• Tarefas a realizar
- A) Por favor, transcreva do texto do documento o trecho entre "CRÓNICA (4)" e "da minha aldeia.", ambos incluídos.
- B) Enumere as brincadeiras de ontem que o texto do documento nomeia.

• Texto do documento
▼

CRÓNICA (4)


N O  I N T E R V A L O  D A  P U B L I C I D A D E





Ainda me recordo do tempo em que a televisão fez a sua estreia na minha aldeia. Era eu um miúdo com muitos sonhos cor-de-rosa. Essa caixinha mágica, embora a preto e branco, veio dar outro colorido à minha vida e à das gentes da minha aldeia.

Apareceu sorrateiramente, sem publicidade a anunciar a sua chegada. Entrou, pela primeira vez, em casa de um vizinho e nunca mais de lá saiu. Parece que ali se sentia à-vontade para falar e mostrar ao País o mundo que ela era. Foi uma grande novidade e admiração! Como era possível uma coisa daquelas ter tantas coisas lá dentro? Um dia (confesso), ainda me atrevi a espreitar pelos orifícios das suas costas. Nem digo o que vi...

Durante um mês não houve outro falatório. As más-línguas até chegaram a correr o risco de enferrujar. Para bem do povo e da nação acordaram a tempo; mas isto é outra história que nada tem a ver com as que a televisão tem para nos oferecer.

Desse tempo, lembro-me sobretudo das tardes de domingo. Foi o dia da semana que, repentinamente, ganhou um passatempo diferente. Adeus brincadeiras de ontem: jogar à bola, ao botão, à carica... Depois do almoço, a cachopada ia para casa do vizinho, onde se sentava em bancos compridos dispostos na garagem. A troco de dez tostões (não era brincadeira) tinha-se uma tarde cheia de televisão.

As imagens que permanecem na minha memória, desses primeiros tempos em que a televisão chegou à aldeia, pertencem a alguns programas que fizeram história. O mais aborrecido era o TV Rural, do Eng. Sousa Veloso. Contudo, não despregava os olhos do ecrã e, se não tivesse sido o destino, creio que hoje estaria a apresentar a 2ª série do TV Rural. O filme que via com mais entusiasmo, depois dos desenhos animados (conhecidos por "bonecos"), era O Santo, corporizado por Roger Moore. E quando o intervalo se lembrava de aparecer, num grande momento de expectativa criado pela acção do filme, nem arredava pé da cadeira, com receio de a curta sequência publicitária não me dar tempo de ir fazer um chichi.

Actualmente já não tenho este problema. Basta-me escolher um canal das televisões portuguesas para poder encher os olhos e os ouvidos com longas e adormecidas sessões de publicidade. É claro que aproveito este tempo para fazer coisas mais úteis. E, quando quero ver um bom filme ou um bom programa, regresso à televisão no intervalo da publicidade.



Jornal da Mealhada, 347, 21.02.2001 (sem atualização ortográfica)

CRÓNICA (3)


P A R A  F O R A,  C Á  D E N T R O


Um passeiozito era mesmo o que vinha a calhar, para descontrair os neurónios e esquecer os privilégios da minha profissão. E o tempo não podia estar melhor, neste outono acolhedor. Tem de ser um passeio por este Portugal português, à força de tanto ouvir na televisão «Vá para fora, cá dentro».

▲

• Dados fornecidos
▼

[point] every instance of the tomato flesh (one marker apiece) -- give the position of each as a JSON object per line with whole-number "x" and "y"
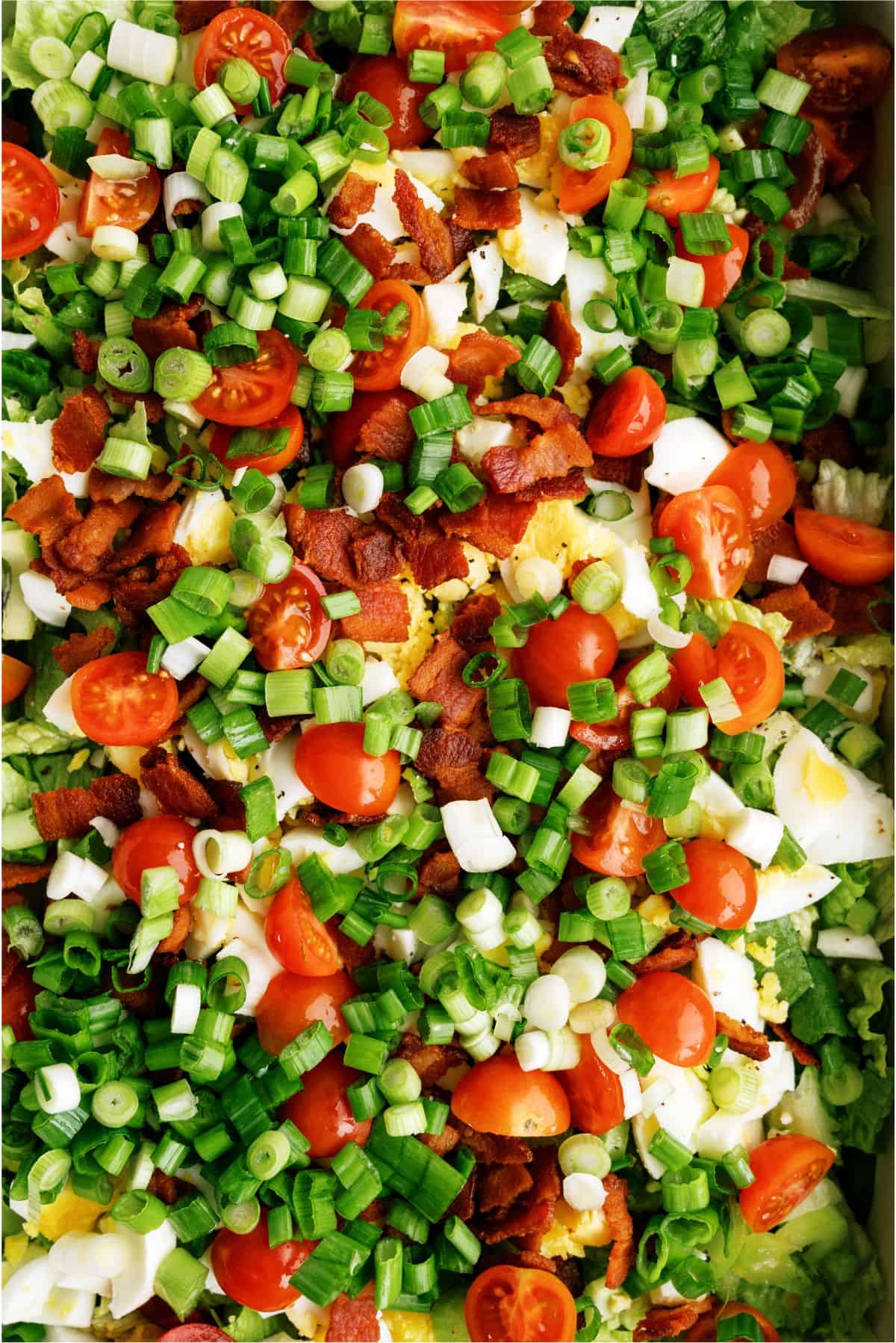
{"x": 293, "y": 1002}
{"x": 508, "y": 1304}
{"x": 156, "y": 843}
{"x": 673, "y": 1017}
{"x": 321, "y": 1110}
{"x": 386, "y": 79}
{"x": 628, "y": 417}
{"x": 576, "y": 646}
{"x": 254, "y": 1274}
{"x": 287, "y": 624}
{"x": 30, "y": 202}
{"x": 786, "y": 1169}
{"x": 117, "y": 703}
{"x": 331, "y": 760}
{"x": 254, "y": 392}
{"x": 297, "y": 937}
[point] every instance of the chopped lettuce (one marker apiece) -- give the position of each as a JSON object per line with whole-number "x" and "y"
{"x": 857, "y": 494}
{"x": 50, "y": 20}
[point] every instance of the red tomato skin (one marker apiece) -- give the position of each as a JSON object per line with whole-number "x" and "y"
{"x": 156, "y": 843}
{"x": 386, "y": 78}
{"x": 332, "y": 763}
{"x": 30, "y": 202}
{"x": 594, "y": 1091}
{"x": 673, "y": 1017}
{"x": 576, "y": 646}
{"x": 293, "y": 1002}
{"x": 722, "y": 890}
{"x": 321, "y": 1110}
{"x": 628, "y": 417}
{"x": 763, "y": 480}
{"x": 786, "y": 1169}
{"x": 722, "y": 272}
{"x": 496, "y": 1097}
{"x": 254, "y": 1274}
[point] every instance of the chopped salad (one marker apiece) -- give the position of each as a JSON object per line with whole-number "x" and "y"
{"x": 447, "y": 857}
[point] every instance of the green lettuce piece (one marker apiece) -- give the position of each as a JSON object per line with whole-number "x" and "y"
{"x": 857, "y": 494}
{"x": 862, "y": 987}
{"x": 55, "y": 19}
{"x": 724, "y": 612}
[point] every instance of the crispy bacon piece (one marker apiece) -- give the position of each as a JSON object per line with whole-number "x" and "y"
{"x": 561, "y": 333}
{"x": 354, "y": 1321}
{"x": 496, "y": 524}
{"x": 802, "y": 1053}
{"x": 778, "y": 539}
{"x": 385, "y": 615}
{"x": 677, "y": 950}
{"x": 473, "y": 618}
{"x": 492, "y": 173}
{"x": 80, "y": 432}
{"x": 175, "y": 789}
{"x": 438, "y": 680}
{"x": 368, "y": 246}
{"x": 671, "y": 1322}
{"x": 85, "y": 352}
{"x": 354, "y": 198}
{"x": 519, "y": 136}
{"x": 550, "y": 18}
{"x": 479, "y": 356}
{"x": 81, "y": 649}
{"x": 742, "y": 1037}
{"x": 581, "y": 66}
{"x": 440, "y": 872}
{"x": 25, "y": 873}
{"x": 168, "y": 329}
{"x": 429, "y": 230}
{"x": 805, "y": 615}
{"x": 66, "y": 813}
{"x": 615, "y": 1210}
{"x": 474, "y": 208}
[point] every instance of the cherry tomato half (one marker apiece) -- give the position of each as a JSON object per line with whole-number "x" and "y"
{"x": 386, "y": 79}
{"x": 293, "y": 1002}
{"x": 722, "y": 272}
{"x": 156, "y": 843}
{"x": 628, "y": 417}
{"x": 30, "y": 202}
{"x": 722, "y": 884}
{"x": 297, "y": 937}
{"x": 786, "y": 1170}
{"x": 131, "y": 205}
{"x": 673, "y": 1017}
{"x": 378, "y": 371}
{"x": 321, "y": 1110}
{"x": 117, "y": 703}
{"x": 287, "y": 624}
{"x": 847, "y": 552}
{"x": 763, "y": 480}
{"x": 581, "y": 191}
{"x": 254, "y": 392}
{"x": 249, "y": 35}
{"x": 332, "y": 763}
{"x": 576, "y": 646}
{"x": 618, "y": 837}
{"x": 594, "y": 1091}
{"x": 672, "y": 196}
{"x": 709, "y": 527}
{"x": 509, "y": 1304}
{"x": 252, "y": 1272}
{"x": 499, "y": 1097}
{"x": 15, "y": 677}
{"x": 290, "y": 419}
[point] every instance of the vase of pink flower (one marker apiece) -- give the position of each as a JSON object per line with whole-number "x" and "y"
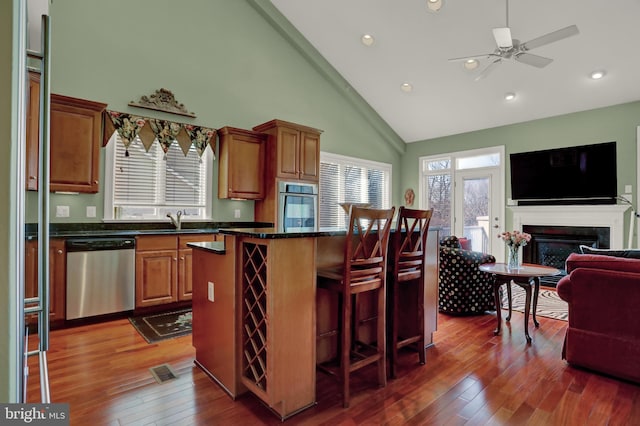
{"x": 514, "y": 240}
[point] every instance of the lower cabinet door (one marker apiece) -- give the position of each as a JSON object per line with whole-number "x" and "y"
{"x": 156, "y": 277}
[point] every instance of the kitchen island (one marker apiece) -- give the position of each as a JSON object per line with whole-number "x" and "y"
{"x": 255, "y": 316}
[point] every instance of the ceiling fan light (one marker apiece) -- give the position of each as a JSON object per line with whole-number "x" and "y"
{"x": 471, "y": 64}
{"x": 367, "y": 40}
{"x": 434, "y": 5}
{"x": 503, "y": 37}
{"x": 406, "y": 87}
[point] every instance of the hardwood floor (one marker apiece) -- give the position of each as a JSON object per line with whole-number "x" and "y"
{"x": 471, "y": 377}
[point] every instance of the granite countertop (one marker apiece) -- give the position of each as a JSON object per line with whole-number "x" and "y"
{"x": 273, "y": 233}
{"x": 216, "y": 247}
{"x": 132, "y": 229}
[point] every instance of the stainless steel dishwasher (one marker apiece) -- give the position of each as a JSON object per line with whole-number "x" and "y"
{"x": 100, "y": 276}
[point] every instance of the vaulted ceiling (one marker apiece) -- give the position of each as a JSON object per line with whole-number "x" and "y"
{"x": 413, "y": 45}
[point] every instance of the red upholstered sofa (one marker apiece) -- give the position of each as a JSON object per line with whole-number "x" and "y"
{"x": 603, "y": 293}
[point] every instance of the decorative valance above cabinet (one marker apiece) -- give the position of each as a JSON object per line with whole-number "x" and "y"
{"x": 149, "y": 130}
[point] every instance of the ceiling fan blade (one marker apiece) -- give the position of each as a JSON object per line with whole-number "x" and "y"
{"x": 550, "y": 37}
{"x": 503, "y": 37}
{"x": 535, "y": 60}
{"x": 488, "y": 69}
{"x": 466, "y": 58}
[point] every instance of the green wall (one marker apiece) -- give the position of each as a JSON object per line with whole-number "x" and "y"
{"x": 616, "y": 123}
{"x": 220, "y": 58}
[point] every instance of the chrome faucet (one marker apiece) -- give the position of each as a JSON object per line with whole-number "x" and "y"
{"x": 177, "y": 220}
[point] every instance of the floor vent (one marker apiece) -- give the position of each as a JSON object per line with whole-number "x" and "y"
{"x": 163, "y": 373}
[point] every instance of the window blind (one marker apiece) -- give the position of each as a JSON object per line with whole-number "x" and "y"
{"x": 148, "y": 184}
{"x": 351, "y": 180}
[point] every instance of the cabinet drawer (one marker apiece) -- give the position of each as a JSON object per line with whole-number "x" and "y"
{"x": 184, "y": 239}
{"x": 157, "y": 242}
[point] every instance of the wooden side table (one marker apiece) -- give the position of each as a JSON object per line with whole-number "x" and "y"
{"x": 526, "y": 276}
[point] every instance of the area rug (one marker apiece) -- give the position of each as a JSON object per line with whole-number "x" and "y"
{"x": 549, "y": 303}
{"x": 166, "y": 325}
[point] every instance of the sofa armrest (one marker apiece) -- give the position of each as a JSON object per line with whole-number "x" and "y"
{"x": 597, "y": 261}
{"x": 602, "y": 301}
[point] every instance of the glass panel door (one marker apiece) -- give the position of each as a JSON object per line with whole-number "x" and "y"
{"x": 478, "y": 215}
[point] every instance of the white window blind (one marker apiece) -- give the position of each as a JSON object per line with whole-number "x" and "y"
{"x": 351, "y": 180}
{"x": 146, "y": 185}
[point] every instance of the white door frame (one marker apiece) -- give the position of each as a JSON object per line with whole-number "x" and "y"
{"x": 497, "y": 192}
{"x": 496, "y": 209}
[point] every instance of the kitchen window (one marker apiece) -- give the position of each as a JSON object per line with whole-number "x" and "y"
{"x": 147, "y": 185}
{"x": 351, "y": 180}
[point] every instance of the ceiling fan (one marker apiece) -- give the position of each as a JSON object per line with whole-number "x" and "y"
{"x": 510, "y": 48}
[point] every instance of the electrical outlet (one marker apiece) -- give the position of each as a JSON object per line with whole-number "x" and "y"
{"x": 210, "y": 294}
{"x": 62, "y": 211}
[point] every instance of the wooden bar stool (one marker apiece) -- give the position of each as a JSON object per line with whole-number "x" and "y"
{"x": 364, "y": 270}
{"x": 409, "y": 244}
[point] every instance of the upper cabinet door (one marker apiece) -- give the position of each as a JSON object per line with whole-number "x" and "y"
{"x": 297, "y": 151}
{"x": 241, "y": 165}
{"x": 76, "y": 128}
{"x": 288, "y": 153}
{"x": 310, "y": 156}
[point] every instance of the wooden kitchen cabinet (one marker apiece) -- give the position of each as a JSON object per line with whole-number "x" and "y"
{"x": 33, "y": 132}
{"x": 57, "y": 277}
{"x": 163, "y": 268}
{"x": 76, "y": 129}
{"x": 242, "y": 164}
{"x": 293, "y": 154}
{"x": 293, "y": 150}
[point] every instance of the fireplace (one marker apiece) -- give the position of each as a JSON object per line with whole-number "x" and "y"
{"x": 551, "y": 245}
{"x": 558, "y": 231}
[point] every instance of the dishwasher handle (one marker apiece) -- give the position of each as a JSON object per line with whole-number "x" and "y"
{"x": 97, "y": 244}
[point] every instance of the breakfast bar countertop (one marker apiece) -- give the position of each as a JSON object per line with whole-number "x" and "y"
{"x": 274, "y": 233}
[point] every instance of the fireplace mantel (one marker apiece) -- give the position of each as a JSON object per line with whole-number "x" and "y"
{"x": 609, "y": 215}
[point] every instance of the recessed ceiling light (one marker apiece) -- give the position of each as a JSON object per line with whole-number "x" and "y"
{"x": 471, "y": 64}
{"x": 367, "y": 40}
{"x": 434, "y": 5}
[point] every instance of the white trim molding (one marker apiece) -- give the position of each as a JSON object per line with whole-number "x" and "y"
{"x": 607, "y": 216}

▲

• Respostas por item
- A)
CRÓNICA (4)


N O  I N T E R V A L O  D A  P U B L I C I D A D E





Ainda me recordo do tempo em que a televisão fez a sua estreia na minha aldeia. Era eu um miúdo com muitos sonhos cor-de-rosa. Essa caixinha mágica, embora a preto e branco, veio dar outro colorido à minha vida e à das gentes da minha aldeia.

- B) Jogar à bola, ao botão e à carica.